* Problem details *
Copy the passage of the opinion piece on Inception from "Sometimes it’s important" to "in the story.", and switch each "drama" to "tale".

* Selected excerpt *
++++++++

Opinion: Inception and the importance of grounded sci-fi

Sometimes it’s important to keep it real.

About five years ago, I convinced myself I was going to write a book. After about 40 false starts over the ensuing years that led to me getting a job that allowed me to make money for my writing, I still only had a smattering of half-finished chapters as the story grew almost completely out of my control.

It started as a dark coming-of-age drama. It became a comment on the wealth gap in some parts of Western civilisation. Then it became a pseudo-fantasy drama. Then it became a doomed romance novel. Then, it was all of those things. Then, I gave up. The characters were certainly there, but I didn’t believe in the story.

As each weekend passed without any progress and the protagonist just sat there in my head, taunting me for my laziness, I started to wonder what was missing – why I was failing to engage with my own creation. I knew I liked the characters, but I don’t think I ever really gave a shit about the story; nothing locked in.

++++++++

* Supplied data *
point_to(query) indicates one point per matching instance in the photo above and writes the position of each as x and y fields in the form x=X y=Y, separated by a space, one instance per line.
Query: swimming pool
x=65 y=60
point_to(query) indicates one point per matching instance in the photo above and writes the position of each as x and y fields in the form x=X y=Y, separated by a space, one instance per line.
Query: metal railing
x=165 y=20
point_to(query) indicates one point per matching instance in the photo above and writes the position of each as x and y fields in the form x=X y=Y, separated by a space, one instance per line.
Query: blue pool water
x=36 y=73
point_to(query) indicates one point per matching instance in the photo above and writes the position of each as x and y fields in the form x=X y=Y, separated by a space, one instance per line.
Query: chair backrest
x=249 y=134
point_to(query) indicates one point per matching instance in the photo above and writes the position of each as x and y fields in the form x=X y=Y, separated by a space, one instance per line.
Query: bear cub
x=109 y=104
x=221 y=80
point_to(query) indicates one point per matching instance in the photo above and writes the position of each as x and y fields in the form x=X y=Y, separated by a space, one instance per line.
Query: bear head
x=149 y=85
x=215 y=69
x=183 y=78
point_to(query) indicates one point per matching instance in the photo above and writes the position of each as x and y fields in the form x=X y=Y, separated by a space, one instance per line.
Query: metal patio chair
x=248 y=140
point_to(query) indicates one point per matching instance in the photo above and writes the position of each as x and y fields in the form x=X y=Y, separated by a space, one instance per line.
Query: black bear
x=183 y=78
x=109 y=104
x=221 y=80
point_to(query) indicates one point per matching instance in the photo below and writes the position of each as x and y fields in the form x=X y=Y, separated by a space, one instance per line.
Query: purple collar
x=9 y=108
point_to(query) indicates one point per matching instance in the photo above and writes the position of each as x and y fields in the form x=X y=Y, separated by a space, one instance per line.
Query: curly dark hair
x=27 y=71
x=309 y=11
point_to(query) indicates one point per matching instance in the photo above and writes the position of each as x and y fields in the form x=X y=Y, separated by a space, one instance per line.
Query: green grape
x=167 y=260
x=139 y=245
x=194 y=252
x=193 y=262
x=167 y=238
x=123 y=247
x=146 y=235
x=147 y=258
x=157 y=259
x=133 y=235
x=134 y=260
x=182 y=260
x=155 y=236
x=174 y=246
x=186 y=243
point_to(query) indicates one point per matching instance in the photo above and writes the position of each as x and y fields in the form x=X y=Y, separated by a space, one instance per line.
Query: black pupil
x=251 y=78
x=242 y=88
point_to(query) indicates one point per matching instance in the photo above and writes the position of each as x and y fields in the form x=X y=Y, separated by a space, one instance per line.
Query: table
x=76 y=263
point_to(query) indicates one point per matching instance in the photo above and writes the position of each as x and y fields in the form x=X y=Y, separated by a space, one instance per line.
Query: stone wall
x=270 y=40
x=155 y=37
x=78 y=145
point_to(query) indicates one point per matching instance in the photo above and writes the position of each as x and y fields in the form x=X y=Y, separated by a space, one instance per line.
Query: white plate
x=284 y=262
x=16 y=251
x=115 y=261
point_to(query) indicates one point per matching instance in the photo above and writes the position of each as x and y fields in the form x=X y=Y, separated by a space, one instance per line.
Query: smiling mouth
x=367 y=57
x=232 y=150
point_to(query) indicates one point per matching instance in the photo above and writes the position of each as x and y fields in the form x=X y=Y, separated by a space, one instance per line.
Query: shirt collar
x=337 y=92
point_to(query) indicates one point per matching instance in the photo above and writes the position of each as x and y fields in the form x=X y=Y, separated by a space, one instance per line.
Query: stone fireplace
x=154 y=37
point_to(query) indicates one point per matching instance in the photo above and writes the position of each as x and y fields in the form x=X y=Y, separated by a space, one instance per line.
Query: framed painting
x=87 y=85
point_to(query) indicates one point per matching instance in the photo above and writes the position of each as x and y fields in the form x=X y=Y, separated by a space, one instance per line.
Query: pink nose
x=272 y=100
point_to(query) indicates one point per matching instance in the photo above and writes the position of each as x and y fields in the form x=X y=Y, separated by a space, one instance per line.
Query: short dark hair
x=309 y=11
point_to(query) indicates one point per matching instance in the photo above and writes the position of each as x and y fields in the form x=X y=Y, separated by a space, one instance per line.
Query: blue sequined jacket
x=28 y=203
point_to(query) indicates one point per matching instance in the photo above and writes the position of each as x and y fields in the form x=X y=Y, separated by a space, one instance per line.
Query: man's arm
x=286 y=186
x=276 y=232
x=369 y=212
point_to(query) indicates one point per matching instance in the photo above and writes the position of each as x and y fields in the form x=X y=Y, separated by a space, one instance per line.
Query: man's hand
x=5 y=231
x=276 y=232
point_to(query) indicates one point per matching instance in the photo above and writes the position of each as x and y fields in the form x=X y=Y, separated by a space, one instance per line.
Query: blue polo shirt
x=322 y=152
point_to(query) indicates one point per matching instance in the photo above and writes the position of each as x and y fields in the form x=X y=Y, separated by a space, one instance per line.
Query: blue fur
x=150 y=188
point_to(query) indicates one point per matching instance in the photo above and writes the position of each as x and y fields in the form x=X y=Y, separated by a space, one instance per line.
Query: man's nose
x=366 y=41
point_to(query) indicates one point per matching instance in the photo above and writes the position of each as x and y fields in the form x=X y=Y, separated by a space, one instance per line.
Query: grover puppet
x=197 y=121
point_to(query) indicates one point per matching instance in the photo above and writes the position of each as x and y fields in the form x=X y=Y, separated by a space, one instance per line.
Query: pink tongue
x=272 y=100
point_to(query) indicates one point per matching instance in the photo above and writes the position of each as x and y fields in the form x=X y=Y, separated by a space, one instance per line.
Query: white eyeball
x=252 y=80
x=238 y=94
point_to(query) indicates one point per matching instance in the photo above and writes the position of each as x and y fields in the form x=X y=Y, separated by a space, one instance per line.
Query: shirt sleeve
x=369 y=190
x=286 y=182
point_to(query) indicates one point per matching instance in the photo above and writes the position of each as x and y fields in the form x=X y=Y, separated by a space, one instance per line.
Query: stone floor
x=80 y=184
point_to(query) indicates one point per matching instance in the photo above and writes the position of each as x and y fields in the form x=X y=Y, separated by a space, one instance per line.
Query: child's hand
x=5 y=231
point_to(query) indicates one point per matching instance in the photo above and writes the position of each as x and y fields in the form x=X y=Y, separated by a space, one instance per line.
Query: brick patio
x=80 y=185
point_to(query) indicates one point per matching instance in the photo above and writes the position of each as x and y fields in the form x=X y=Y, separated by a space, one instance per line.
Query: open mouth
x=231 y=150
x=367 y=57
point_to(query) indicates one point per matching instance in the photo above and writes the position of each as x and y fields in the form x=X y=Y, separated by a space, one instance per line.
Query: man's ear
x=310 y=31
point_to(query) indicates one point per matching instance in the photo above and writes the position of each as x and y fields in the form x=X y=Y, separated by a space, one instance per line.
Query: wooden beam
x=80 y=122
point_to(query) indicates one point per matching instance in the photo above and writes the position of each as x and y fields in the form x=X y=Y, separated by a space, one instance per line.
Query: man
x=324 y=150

++++++++

* The solution *
Sometimes it’s important to keep it real.

About five years ago, I convinced myself I was going to write a book. After about 40 false starts over the ensuing years that led to me getting a job that allowed me to make money for my writing, I still only had a smattering of half-finished chapters as the story grew almost completely out of my control.

It started as a dark coming-of-age tale. It became a comment on the wealth gap in some parts of Western civilisation. Then it became a pseudo-fantasy tale. Then it became a doomed romance novel. Then, it was all of those things. Then, I gave up. The characters were certainly there, but I didn’t believe in the story.